• **WHAT THE EXERCISE ASKS**
Copy out word for word the lines of the data from the one containing "formatted like (400,336)" through the end of the data.
## start
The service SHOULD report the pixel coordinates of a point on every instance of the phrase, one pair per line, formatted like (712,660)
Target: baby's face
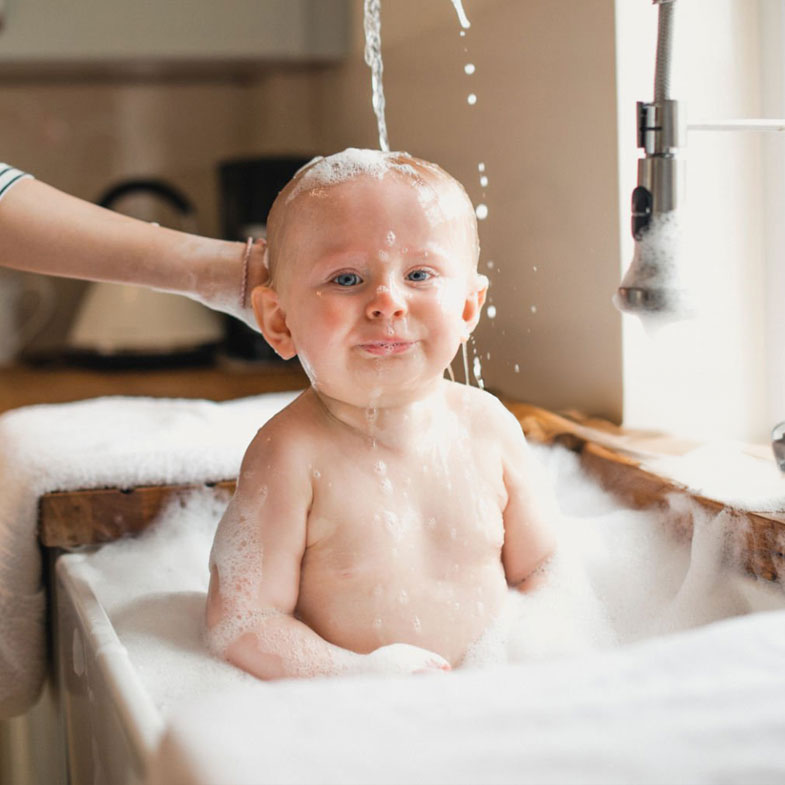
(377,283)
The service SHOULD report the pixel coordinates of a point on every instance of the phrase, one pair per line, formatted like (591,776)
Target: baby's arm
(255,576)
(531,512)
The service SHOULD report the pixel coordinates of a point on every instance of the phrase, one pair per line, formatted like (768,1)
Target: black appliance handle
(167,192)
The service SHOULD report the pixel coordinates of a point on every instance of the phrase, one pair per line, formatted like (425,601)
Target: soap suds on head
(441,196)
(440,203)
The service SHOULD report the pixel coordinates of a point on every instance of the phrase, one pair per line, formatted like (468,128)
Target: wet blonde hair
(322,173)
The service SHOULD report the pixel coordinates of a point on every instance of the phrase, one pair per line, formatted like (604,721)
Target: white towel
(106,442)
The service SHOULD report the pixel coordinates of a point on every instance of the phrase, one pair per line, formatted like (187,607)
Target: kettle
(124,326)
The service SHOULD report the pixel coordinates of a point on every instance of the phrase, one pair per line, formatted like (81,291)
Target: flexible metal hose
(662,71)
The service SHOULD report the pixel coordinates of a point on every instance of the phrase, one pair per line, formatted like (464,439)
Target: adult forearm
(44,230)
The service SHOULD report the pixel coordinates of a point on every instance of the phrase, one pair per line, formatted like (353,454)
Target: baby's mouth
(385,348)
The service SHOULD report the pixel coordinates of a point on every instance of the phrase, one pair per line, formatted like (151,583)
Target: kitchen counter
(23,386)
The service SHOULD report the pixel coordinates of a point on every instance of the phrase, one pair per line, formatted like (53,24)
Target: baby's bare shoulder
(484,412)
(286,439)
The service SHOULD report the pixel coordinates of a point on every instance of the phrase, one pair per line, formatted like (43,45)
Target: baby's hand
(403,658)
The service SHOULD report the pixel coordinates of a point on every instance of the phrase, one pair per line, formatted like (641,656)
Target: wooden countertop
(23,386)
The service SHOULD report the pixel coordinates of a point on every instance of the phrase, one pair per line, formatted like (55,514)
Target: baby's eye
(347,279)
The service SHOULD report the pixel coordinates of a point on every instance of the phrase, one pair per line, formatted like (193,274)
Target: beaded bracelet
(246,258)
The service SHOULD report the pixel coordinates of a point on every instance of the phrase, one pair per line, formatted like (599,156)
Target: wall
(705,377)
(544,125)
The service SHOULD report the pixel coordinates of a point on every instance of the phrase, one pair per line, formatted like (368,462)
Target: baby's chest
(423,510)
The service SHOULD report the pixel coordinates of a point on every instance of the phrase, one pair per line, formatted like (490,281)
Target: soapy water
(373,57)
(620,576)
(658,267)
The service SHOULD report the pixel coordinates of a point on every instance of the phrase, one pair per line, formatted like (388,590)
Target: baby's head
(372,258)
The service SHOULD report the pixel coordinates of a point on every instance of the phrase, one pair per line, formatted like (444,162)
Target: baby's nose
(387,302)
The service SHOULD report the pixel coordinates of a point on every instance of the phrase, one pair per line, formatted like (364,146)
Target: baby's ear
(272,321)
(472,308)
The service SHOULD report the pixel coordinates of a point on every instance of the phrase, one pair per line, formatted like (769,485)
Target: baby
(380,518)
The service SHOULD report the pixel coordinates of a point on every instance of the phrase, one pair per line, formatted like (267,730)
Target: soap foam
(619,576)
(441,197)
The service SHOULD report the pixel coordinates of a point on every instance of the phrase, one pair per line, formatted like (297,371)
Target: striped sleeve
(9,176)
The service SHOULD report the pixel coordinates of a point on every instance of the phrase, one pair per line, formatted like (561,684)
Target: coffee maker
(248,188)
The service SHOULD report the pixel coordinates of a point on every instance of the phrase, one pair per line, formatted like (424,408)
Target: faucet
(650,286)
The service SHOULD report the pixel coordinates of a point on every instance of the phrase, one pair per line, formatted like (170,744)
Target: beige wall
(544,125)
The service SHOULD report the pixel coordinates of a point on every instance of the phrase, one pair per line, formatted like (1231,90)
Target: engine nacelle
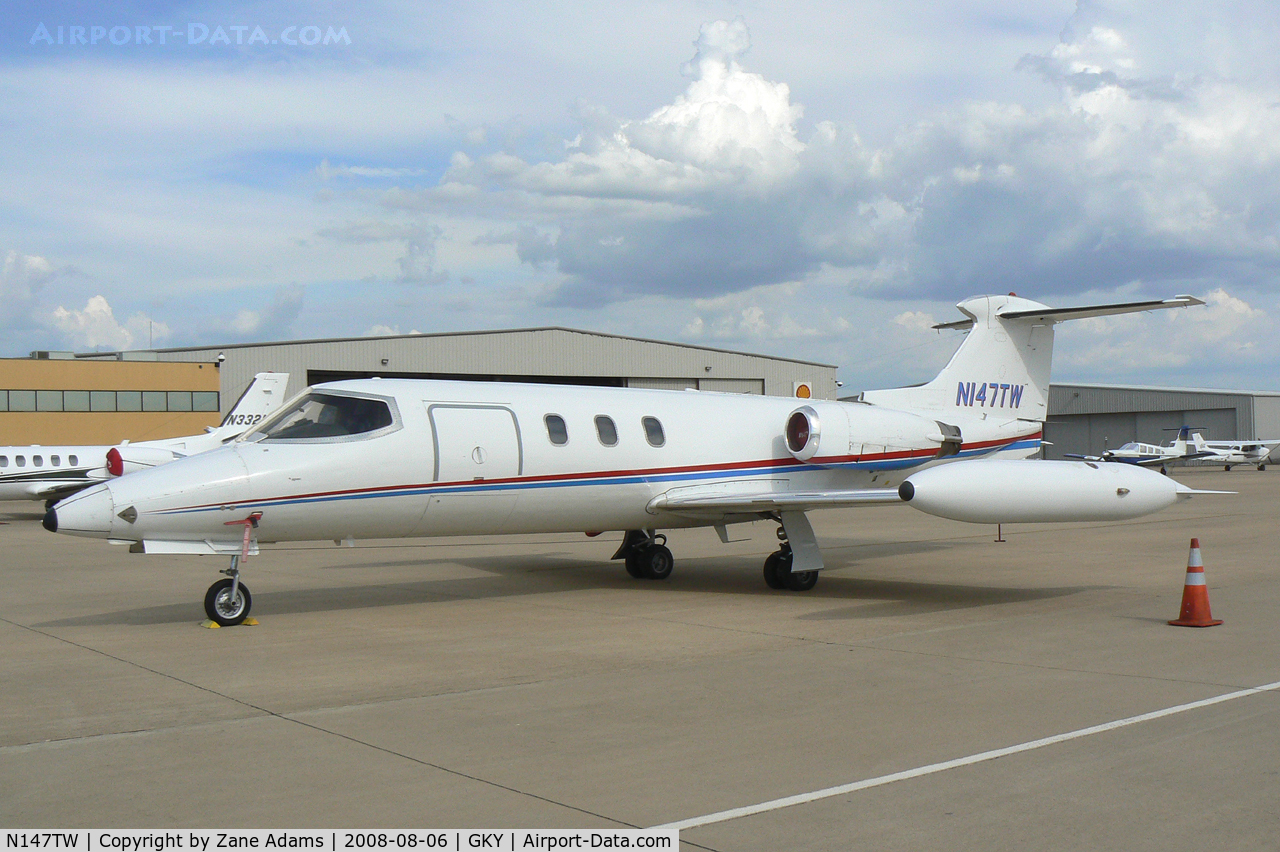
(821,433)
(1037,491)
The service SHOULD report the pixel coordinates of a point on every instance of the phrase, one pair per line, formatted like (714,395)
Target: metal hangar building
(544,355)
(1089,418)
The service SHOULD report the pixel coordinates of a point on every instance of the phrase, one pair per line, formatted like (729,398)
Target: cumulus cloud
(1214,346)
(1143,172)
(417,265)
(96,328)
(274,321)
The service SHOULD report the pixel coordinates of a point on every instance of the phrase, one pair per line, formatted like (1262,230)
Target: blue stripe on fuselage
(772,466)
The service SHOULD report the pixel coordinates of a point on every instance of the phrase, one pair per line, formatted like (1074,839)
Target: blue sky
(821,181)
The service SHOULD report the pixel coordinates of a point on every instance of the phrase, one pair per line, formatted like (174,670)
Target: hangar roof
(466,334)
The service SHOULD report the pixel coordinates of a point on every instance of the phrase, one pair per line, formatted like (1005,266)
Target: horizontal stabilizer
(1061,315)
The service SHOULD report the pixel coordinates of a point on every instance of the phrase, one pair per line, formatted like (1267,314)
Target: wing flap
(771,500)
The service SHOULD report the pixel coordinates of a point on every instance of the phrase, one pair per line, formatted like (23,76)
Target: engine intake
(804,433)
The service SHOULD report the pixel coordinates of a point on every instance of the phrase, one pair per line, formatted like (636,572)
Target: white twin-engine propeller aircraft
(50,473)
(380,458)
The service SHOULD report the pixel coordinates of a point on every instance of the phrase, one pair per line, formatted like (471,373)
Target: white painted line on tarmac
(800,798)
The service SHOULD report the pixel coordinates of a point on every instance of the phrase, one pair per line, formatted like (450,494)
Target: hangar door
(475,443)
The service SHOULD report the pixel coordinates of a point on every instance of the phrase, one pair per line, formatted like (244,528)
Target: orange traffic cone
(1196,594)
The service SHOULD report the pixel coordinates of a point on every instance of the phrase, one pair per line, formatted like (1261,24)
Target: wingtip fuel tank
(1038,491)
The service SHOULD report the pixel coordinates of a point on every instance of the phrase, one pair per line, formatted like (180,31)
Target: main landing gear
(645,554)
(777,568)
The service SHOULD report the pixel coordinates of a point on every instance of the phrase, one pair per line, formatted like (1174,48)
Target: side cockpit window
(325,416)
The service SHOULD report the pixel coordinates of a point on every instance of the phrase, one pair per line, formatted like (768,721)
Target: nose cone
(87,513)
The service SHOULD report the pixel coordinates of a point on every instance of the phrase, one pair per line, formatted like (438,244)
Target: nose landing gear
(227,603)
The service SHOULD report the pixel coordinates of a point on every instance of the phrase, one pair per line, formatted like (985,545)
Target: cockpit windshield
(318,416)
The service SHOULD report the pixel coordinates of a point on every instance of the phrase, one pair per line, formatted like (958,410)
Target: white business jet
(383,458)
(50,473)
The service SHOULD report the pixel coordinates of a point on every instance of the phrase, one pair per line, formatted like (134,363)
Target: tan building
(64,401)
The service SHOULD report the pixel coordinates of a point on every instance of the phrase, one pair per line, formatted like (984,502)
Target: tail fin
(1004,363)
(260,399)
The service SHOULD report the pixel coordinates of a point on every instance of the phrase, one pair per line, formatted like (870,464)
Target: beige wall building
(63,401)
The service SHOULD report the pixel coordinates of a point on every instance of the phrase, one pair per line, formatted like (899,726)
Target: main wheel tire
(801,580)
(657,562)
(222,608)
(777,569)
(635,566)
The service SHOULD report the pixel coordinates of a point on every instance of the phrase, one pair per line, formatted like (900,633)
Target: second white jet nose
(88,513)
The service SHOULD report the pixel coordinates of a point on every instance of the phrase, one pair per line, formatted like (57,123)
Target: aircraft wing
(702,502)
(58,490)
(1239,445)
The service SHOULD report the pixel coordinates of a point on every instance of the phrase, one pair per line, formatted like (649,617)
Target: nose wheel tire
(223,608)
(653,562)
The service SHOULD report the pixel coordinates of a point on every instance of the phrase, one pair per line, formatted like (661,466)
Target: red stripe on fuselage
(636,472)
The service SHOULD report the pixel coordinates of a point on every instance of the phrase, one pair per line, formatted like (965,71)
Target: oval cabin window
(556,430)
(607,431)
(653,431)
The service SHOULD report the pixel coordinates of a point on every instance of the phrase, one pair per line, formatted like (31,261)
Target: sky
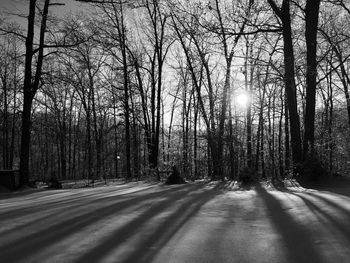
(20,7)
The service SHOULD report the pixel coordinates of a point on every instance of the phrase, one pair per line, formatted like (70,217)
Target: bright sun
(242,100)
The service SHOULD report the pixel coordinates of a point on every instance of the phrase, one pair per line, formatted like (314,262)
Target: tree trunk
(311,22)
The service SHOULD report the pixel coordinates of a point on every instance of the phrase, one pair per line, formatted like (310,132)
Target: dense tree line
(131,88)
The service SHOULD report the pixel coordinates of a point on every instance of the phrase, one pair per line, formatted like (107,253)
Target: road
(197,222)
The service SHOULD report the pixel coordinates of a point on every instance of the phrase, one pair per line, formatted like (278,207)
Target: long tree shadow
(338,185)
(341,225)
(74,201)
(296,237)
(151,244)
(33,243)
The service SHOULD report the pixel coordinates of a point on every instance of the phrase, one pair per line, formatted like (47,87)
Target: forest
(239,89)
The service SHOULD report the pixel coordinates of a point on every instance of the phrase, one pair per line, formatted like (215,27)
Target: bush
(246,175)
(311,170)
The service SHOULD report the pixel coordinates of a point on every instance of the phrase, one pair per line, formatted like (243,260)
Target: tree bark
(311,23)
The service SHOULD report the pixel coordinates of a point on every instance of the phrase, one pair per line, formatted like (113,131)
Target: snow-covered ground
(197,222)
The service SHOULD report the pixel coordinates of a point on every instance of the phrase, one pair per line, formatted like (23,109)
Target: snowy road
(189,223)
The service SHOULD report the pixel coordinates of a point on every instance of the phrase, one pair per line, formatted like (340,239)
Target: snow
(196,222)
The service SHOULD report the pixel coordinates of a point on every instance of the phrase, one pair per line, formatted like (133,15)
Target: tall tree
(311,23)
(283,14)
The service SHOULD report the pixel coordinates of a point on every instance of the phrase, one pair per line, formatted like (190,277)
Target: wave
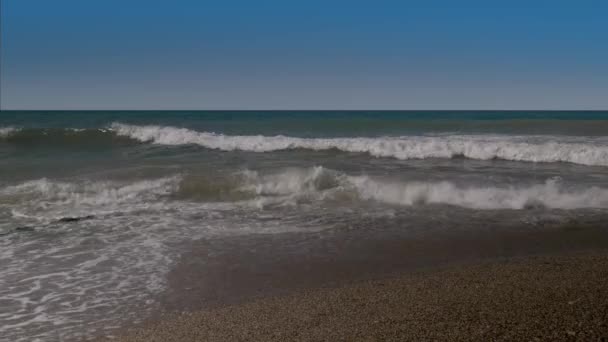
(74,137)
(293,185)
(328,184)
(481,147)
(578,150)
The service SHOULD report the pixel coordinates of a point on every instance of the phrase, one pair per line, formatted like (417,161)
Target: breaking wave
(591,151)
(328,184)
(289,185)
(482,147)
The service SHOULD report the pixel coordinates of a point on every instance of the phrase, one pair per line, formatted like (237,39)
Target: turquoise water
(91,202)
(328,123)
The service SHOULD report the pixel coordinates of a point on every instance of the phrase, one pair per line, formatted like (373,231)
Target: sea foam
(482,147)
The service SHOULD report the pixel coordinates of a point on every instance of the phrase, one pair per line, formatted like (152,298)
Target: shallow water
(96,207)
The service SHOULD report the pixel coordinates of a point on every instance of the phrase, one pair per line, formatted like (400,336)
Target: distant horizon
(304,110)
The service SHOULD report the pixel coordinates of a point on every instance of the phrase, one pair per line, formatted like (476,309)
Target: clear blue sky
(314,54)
## end
• **RESPONSE FOR THIS EXERCISE**
The service SHOULD report the pixel coordinates of a point on every instance of the phrase, one pair per line, formatted like (400,336)
Target: distant horizon
(304,110)
The service SHOULD report the pixel coordinates of a point on every instance of the phrase, one pair per line, formatted like (476,309)
Target: clear blue sky
(314,54)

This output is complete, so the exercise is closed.